DATA FOR THIS TASK:

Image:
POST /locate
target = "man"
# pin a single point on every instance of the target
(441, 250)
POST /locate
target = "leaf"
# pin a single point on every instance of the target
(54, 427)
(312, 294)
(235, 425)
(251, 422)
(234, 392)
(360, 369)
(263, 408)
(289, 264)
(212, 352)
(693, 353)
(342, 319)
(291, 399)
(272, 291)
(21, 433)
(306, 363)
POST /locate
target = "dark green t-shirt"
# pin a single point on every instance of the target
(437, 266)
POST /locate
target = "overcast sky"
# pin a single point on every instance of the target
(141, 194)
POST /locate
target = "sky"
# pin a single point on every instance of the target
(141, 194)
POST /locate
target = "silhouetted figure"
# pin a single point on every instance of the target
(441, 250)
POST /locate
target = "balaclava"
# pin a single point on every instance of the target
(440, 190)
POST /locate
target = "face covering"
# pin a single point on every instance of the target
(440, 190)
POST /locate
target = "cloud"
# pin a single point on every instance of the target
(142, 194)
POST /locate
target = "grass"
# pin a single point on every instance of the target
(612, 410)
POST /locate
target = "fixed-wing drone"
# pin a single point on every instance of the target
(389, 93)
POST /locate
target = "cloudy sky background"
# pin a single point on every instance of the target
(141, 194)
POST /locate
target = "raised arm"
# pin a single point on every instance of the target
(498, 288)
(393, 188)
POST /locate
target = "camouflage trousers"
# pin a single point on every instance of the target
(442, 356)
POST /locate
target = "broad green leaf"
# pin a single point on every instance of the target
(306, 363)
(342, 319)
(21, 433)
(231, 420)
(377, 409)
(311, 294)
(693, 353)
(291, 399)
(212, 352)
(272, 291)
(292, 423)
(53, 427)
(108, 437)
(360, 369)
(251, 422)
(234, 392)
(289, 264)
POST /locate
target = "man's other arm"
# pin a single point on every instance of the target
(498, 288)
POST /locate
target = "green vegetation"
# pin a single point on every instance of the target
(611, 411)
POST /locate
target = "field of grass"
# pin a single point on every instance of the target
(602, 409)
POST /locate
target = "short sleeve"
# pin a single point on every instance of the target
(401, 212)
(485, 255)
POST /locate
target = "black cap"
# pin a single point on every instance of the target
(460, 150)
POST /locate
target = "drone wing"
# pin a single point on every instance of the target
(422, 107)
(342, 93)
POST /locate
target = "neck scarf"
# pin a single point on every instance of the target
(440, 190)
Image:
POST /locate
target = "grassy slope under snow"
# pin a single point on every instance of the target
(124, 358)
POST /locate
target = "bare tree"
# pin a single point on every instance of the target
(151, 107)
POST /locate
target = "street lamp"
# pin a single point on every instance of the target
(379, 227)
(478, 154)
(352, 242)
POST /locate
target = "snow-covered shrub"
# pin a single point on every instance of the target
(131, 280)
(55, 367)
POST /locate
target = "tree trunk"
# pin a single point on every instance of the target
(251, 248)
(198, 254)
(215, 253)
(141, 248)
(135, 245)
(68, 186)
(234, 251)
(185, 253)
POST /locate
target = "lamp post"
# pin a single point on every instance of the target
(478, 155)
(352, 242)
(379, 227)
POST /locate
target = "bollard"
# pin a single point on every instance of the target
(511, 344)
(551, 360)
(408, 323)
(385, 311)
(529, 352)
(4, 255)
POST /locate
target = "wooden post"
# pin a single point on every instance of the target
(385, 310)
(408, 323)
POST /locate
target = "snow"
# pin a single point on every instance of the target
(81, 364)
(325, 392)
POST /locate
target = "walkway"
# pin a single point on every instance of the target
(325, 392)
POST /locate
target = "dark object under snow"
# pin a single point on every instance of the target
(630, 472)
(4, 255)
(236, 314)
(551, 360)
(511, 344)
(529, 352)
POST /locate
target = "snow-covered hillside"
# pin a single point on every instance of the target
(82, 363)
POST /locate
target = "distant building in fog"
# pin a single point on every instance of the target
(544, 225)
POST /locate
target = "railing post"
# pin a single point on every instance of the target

GOAL: Restate the data above word for word.

REPLY TO THE TASK:
Image:
POST /locate
target = "man"
# pin a single point on every instance of the target
(441, 250)
POST /locate
target = "leaf"
# pin a single point on every instance of the target
(54, 427)
(312, 294)
(235, 425)
(251, 422)
(234, 392)
(360, 369)
(263, 408)
(289, 264)
(212, 352)
(693, 353)
(342, 319)
(291, 399)
(272, 291)
(21, 433)
(306, 363)
POST /locate
target = "dark green t-shirt"
# pin a single point on every instance of the target
(437, 266)
POST /locate
target = "overcast sky"
# pin a single point on every instance of the target
(141, 194)
POST /locate
target = "sky"
# pin a single point on every instance of the target
(141, 194)
POST /locate
target = "silhouetted figure"
# pin a single point on every instance of the target
(441, 250)
POST /locate
target = "balaclava"
# pin a single point on every instance of the target
(440, 190)
POST /locate
target = "face covering"
# pin a single point on every instance of the target
(440, 190)
POST /locate
target = "cloud"
# pin a single point on every instance of the target
(142, 194)
POST /locate
target = "grass"
# pin a single point on every instance of the target
(612, 410)
POST /locate
target = "fixed-wing drone"
# pin a single point on every instance of the target
(389, 93)
POST /locate
target = "cloudy sky background"
# pin a single point on every instance of the target
(141, 194)
POST /locate
target = "raised arm"
# pin a single point on every instance of the target
(498, 288)
(393, 188)
POST /locate
target = "camouflage trousers"
# pin a single point on every instance of the target
(442, 356)
POST /locate
target = "broad green leaf"
# pin a single point on every instance of the target
(306, 363)
(342, 319)
(21, 433)
(231, 420)
(377, 409)
(311, 294)
(693, 353)
(291, 399)
(212, 352)
(272, 291)
(292, 423)
(53, 427)
(108, 437)
(360, 369)
(251, 422)
(234, 392)
(289, 264)
POST /locate
target = "man's other arm"
# pin a single point on every instance of the target
(498, 288)
POST /locate
target = "green vegetation"
# pin a single point on every instance of the target
(611, 411)
POST /locate
target = "field of grass"
# pin a single point on every instance of the target
(602, 409)
POST /locate
target = "short sleeve"
# pin a single point on every instance of the target
(401, 212)
(485, 255)
POST /locate
target = "black cap"
# pin a single point on every instance of the target
(460, 150)
POST /locate
target = "drone wing"
# pin a single point on every instance of the target
(422, 107)
(342, 93)
POST /locate
target = "neck scarf"
# pin a single point on every instance of the target
(440, 190)
Image:
POST /locate
target = "grassy slope under snow"
# pin a single point on every instance of the target
(124, 358)
POST /locate
target = "bare tree"
# pin a single point on every instance of the target
(151, 107)
POST /locate
target = "street lamp"
# pin a single point on every instance of the target
(379, 227)
(478, 154)
(352, 242)
POST /locate
target = "snow-covered shrub"
# pin a single point on every instance of the target
(131, 280)
(55, 367)
POST /locate
target = "tree trunk"
# pin a single point on every instance of the target
(251, 248)
(198, 254)
(215, 253)
(141, 248)
(135, 245)
(68, 186)
(234, 251)
(185, 253)
POST /locate
target = "lamp post"
# pin a single point on every instance of the target
(478, 155)
(352, 242)
(379, 227)
POST /locate
target = "bollard"
# pin a single point on every instance of the target
(511, 344)
(551, 360)
(408, 323)
(385, 311)
(529, 352)
(4, 255)
POST /locate
target = "wooden post"
# pin a single point on every instance of the target
(385, 310)
(408, 323)
POST /locate
target = "snow"
# pin a single point on every instance of the target
(81, 364)
(325, 392)
POST /locate
target = "walkway"
# pin a single point on every instance of the target
(325, 392)
POST /locate
target = "dark object under snow"
# pin a single point on every instance of the target
(630, 472)
(4, 255)
(236, 314)
(551, 360)
(511, 344)
(529, 352)
POST /locate
target = "snow-covered hillside"
# pin a single point on every instance of the target
(82, 363)
POST /locate
target = "distant building in fog"
# pin a single point on every instance of the target
(544, 225)
POST /locate
target = "railing post"
# pin a single point on every instance of the target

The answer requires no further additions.